(Text extract)
— START —

Washington (CNN) — The Federal Reserve cut interest rates by a quarter point Thursday on the heels of the US presidential election earlier this week. Chair Jerome Powell also affirmed his commitment to serve out his term, expected to end in mid-2026, even if President-elect Donald Trump attempts to fire him.
It’s the second rate cut since the central bank began to lower borrowing costs in September, though the latest cut is smaller. Still, it represents further relief from the high cost of credit cards, auto loans and other debt.
Slower inflation and a cooling job market paved the way for Thursday’s decision.
More rate cuts are expected in 2025, though how many is up in the air because of the potential impacts of Trump’s proposed policies, such as tax cuts, deregulation, stiff across-the-board tariffs, and mass deportations. The full scope of those plans, and when they would begin to impact the US economy, is not clear.
In order for the Fed to continue cutting, it needs to see that price pressures remain in check and some economists have described the Trump economic agenda as “inflationary” to CNN.
Oxford Economics said in an analysis released Wednesday that “the outlook for 2025 doesn’t change appreciably” because it would take time for Trump’s policies to affect the economy, meaning the handful more rate cuts that officials projected in September could still take place next year. Analysts at Nomura, on the other hand, fully expect Trump to follow through with his plans quickly, estimating just one rate cut next year.
Most of Trump’s policies require congressional approval, which wouldn’t be a difficult endeavor since Republicans have claimed control of the Senate and seem on track to snag the House, too. At some point, Fed officials will have to incorporate expected changes in fiscal policy in their official economic projections.
Powell on the implications of Trump’s election
The Fed will eventually have to contend with Trump’s economic agenda, which is expected to have wide-ranging effects that impact economic growth, the labor market, and inflation — whenever it takes hold.
Powell said that, in the near term, the outcome of this year’s election “will have no effects on our policy decisions.” That’s a nod to a widely expected rate cut next month.
William English, a former senior Fed adviser, told CNN that he expects Fed policymakers to follow through with a December quarter-point cut because borrowing costs still have a tight grip on the economy. That decision, of course, still depends on what upcoming employment and inflation numbers show.
Powell said officials follow any proposed policies and economists then create “an alternative simulation before that happens, just to keep trying to understand it.” He added that once anything in Congress actually passes, those economic simulations are updated accordingly with even more data, helping officials form their baseline projections on the economy. Fed officials release economic projections every three months, and the next one is due December.

— END —

(Work instructions)
1. In the article about the Federal Reserve's rate cut, by how much did the Fed lower interest rates on Thursday?
2. Copy the stretch of the article about the Federal Reserve's rate cut from "Powell on the" through "it takes hold.".
The data that comes next has no connection to the article about the Federal Reserve's rate cut.

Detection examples
— START —

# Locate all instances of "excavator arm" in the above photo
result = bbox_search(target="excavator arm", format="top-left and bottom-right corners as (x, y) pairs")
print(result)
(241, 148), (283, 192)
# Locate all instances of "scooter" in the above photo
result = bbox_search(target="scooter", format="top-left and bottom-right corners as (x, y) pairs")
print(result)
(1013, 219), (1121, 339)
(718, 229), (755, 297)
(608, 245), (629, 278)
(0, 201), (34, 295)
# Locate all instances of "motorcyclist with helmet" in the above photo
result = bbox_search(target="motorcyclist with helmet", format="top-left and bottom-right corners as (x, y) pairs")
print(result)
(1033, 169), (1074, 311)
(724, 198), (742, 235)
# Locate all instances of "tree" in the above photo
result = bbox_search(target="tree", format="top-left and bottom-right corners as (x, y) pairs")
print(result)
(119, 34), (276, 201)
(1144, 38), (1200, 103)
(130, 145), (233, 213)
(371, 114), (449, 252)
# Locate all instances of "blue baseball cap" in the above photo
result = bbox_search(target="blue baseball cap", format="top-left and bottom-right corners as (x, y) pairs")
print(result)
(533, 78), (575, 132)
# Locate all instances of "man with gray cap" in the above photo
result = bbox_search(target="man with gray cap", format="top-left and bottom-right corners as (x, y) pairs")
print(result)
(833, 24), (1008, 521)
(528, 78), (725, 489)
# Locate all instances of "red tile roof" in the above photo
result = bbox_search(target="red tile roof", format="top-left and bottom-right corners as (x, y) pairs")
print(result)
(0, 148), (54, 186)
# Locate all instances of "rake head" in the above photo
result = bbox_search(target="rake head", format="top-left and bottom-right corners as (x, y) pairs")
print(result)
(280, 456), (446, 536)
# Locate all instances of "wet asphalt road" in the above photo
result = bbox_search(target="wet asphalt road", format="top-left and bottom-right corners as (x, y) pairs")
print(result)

— END —

(Task answers)
1. By a quarter point.

2.
Powell on the implications of Trump’s election
The Fed will eventually have to contend with Trump’s economic agenda, which is expected to have wide-ranging effects that impact economic growth, the labor market, and inflation — whenever it takes hold.